── TEXTE À LIRE ──
Ce pourrait être pour de multiples raisons, rationnelles, pédagogiques, psychologiques, économiques... Mais je voudrais ajouter une raison d’actualité supplémentaire : pour des raisons politiques ! Je ne reviens pas sur le débat provoqué par le bouquin de Viviane Forrester : « L’horreur économique » qui s’arrête surtout au constat. Cependant, elle reprend aussi à son compte une idée qui commence à se répandre, à savoir : la culture comme moyen de résistance au libéralisme. « Mallarmé est une mitrailleuse. » Et la France qui est un peu seule dans ce combat et qui a cependant réussi à incorporer – hélas ! provisoirement – l’exception culturelle dans les accords du GATT, devrait continuer à montrer la voie comme elle l’a également fait avec les grèves de décembre 1995.
Les Américains veulent également imposer mondialement leur suprématie dans le domaine culturel. Mais ils ne peuvent se baser que sur l’argent que leur rapporte la consommation. La création autonome et désintéressée leur échappe. Raison de plus pour que l’enfant puisse être acteur de ses délivrances et de ses joies. C’est toute une écologie de l’esprit à mettre en place.
Bon, discutons coopérativement pour éclairer nos idées et développer les pratiques. Avant toute chose, il faut bien définir l’endroit où nous nous situons, les uns et les autres. Si nous parlons comme nous le faisons, c’est sur la base d’une expérience un peu particulière qui nous a permis d’aller assez loin dans certains domaines. En voici les données : nous avions des petites classes, des classes à trois cours, (encombrées d’élèves). J’avais gagné 500 francs (une certaine somme à l’époque !) dans un concours de magnétophone (avec le Parisonor, appareil semi-professionnel que nous avions acheté de nos propres deniers). Nous avons partagé équitablement l’argent : je m’étais empare de 10F pour ma classe, en laissant 490 F à Jeannette. Normale répartition parce que, pour le dessin et la peinture, il faut de l’argent, tandis que....
Une fois ce crédit épuisé, nous avons continué à alimenter la caisse car nous ne pouvions nous résoudre à briser l’élan amorcé. Nous n’avions absolument rien à attendre de la municipalité, ni de l’Amicale Laïque, ni de l’administration. La classe de Jeannette était assez spacieuse, elle pouvait utiliser en outre le vestiaire contigu. Si bien que l’atelier de dessin-peinture restait continuellement en place. Les fillettes y étaient continuellement fourrées : avant d’entrer en classe, aux récréations, à l’interclasse de midi. C’était un engouement, une passion, un véritable raz-de-marée de réalisations.
───
── DONNÉES FOURNIES ──
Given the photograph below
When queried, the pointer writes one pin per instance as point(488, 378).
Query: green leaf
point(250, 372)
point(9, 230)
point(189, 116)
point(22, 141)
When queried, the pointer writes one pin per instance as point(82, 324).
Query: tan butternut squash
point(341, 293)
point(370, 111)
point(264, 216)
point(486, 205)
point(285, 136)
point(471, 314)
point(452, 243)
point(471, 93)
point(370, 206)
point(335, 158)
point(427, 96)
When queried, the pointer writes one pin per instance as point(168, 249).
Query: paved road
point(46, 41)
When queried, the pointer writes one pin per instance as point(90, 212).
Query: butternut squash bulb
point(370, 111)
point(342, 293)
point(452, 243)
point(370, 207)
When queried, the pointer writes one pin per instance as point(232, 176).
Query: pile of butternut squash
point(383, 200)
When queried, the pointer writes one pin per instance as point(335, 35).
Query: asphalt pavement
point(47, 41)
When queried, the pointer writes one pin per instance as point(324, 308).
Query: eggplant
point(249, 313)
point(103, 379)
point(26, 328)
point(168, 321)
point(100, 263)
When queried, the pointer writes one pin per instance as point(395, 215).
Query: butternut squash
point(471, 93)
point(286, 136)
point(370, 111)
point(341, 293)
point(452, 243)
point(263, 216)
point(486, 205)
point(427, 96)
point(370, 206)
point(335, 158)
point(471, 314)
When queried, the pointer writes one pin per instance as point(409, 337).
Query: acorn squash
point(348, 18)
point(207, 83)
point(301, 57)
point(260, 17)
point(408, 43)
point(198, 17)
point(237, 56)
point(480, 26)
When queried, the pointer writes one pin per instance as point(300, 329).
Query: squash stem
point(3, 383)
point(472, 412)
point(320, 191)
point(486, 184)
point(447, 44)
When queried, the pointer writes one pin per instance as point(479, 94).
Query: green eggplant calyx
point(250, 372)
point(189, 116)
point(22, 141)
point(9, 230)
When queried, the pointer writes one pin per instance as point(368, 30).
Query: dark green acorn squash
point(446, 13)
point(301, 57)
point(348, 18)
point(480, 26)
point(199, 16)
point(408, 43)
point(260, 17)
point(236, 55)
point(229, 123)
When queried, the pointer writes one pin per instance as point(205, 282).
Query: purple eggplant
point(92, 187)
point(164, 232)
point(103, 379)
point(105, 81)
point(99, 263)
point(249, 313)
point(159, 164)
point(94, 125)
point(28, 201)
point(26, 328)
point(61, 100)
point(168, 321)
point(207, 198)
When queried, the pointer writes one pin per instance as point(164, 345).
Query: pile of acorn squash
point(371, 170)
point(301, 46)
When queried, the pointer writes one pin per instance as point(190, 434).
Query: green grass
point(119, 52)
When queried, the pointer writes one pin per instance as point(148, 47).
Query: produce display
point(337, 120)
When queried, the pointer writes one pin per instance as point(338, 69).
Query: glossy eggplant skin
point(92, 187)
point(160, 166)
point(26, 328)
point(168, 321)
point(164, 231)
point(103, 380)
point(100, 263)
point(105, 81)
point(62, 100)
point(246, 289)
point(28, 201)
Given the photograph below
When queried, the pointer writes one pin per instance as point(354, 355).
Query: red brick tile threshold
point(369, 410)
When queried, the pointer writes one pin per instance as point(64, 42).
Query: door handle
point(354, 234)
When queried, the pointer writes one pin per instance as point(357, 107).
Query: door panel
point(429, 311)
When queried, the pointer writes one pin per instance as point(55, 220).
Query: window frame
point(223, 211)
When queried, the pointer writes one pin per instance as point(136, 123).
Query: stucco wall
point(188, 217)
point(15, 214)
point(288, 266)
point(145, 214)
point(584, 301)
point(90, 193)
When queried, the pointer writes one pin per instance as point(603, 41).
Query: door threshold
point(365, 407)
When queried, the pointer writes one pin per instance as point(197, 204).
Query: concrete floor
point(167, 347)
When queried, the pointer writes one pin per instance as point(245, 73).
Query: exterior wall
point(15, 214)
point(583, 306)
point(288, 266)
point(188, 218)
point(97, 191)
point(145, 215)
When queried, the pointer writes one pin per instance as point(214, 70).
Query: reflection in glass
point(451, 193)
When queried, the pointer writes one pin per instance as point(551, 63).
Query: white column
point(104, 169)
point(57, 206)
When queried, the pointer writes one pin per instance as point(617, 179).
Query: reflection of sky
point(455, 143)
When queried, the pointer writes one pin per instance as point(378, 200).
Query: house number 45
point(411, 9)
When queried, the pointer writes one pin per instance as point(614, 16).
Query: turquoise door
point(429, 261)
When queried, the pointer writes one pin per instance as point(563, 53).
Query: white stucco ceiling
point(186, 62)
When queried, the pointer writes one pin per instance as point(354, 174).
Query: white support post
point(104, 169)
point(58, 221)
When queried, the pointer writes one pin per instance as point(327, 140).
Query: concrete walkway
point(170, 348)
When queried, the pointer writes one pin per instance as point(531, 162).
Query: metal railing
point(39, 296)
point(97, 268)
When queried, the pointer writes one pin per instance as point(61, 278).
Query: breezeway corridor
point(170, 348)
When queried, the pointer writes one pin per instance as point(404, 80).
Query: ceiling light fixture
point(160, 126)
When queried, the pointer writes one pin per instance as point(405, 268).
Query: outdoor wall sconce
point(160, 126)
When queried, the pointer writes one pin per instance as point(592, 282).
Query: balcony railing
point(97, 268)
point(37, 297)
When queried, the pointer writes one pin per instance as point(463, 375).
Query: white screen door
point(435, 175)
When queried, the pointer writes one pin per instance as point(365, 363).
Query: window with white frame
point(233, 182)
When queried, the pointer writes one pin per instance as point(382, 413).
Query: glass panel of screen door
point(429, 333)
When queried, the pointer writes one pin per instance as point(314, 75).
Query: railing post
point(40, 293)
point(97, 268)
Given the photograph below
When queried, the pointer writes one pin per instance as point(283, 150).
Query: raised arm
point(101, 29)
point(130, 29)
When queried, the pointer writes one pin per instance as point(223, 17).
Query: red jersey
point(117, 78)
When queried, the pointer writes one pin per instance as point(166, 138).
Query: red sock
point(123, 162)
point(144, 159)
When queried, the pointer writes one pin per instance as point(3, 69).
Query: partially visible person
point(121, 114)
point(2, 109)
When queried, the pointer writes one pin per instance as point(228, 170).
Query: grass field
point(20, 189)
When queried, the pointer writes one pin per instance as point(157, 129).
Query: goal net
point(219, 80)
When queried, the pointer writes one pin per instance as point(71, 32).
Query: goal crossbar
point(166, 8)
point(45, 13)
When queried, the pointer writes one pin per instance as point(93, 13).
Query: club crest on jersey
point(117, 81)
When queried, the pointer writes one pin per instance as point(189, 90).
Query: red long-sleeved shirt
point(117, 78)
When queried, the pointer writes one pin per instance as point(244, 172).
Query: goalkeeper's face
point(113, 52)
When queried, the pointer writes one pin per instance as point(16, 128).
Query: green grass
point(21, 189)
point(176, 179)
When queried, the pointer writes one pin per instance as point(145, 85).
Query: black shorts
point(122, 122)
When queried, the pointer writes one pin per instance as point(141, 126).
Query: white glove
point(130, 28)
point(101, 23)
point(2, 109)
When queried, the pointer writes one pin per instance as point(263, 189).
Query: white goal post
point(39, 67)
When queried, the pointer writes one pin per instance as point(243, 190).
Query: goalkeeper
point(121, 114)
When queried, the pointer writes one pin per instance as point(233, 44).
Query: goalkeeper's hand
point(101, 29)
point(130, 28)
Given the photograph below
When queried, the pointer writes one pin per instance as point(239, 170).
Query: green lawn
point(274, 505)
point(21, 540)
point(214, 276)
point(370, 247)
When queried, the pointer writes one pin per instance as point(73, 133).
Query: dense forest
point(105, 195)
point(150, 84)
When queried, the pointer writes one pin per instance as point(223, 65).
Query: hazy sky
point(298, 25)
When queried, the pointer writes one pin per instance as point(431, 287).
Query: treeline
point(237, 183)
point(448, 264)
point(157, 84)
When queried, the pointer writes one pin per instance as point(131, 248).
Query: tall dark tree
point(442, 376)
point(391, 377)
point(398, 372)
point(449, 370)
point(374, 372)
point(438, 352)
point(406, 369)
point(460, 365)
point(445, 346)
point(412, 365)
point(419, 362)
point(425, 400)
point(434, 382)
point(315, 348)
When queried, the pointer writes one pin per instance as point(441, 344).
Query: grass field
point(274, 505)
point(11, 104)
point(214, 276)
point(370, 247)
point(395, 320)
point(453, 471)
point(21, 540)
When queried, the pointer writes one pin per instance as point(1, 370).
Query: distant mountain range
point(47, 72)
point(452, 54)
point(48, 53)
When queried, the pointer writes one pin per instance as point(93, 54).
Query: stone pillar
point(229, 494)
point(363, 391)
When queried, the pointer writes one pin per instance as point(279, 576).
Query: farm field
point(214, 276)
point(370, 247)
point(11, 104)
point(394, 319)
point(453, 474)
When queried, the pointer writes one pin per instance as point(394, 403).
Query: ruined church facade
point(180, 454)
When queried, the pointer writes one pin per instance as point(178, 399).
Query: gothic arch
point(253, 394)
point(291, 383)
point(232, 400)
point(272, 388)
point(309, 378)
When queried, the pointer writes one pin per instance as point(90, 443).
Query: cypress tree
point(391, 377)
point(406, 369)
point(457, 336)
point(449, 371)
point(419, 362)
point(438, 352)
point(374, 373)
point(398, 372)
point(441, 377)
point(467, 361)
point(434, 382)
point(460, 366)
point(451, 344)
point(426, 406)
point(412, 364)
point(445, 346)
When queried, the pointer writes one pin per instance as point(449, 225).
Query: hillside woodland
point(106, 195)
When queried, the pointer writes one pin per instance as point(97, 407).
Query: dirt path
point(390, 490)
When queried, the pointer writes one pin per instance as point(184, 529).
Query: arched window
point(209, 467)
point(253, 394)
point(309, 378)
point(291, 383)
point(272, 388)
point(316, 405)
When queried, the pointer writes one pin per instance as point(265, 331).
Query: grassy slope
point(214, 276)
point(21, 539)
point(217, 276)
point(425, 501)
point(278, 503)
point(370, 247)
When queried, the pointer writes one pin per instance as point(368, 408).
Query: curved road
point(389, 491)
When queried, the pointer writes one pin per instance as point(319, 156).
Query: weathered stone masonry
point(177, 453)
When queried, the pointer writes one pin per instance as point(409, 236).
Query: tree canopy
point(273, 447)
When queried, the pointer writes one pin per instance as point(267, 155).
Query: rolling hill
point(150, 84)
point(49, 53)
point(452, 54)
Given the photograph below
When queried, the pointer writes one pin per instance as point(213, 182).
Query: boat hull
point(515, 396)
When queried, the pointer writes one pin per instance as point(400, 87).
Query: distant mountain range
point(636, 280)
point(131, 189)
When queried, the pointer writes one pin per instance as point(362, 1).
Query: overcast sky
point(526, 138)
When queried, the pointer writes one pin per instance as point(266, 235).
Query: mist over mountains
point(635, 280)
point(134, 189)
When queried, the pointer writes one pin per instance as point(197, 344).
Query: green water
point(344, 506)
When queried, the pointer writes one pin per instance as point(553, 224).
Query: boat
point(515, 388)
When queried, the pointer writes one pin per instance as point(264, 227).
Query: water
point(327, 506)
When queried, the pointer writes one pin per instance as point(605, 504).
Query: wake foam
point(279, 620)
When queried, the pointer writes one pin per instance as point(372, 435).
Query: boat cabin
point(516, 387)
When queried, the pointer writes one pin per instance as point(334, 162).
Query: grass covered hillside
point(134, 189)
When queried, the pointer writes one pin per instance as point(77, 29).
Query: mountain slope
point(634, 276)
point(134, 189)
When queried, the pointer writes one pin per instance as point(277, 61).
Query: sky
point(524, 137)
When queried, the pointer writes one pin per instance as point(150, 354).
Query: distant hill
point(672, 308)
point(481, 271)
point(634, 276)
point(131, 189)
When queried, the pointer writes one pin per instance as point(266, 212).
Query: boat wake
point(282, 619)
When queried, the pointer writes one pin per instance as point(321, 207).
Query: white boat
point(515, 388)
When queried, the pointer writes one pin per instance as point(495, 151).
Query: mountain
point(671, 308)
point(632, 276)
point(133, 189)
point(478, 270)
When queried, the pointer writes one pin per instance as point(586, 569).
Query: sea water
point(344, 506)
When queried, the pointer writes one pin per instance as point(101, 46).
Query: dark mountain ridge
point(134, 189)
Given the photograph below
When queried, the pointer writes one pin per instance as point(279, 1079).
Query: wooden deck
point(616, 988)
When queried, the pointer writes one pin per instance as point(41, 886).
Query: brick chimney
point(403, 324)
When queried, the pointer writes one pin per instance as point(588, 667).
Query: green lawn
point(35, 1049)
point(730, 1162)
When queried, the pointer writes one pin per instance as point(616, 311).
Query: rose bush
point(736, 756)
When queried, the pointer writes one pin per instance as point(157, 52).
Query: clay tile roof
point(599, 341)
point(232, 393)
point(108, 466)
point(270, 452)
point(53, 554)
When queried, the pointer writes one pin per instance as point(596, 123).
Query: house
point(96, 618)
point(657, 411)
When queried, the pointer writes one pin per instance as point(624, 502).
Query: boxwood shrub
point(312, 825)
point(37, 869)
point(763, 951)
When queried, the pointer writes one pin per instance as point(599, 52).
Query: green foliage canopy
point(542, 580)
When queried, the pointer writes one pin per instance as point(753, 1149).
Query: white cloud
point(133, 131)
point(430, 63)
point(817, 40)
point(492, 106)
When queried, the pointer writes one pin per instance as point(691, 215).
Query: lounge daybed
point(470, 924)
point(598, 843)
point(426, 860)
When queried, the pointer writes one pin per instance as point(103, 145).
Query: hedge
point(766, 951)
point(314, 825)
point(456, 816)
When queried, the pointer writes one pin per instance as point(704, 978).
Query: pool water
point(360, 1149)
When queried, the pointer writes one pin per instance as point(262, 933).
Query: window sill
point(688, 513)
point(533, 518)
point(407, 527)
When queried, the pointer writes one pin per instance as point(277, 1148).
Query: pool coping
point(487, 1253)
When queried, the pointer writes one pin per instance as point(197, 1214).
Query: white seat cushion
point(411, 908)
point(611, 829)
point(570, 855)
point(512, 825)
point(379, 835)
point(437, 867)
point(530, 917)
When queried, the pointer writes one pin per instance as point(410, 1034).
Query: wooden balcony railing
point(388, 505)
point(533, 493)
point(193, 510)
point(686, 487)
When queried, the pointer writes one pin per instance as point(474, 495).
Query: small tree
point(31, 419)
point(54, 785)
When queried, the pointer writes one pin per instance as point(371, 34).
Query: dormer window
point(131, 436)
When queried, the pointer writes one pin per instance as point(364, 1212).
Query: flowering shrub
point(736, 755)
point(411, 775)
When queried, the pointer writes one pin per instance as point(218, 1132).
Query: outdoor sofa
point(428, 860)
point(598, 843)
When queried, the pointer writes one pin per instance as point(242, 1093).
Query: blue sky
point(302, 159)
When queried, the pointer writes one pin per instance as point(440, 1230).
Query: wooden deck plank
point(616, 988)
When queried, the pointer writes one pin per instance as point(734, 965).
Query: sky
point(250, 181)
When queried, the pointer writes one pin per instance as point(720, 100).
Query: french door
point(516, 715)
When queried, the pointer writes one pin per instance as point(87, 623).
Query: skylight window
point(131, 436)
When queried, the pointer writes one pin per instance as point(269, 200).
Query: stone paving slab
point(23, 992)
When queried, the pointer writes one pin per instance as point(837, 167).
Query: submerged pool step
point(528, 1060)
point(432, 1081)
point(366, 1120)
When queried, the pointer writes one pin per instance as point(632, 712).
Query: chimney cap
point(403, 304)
───
* CONSIGNES
Recopiez à l'identique, s'il vous plaît, le passage du texte à lire qui part des mots « Les Américains veulent » et s'arrête après les mots « mettre en place. ». La liste n'a aucun rapport avec le texte à lire.

* RÉPONSE
Les Américains veulent également imposer mondialement leur suprématie dans le domaine culturel. Mais ils ne peuvent se baser que sur l’argent que leur rapporte la consommation. La création autonome et désintéressée leur échappe. Raison de plus pour que l’enfant puisse être acteur de ses délivrances et de ses joies. C’est toute une écologie de l’esprit à mettre en place.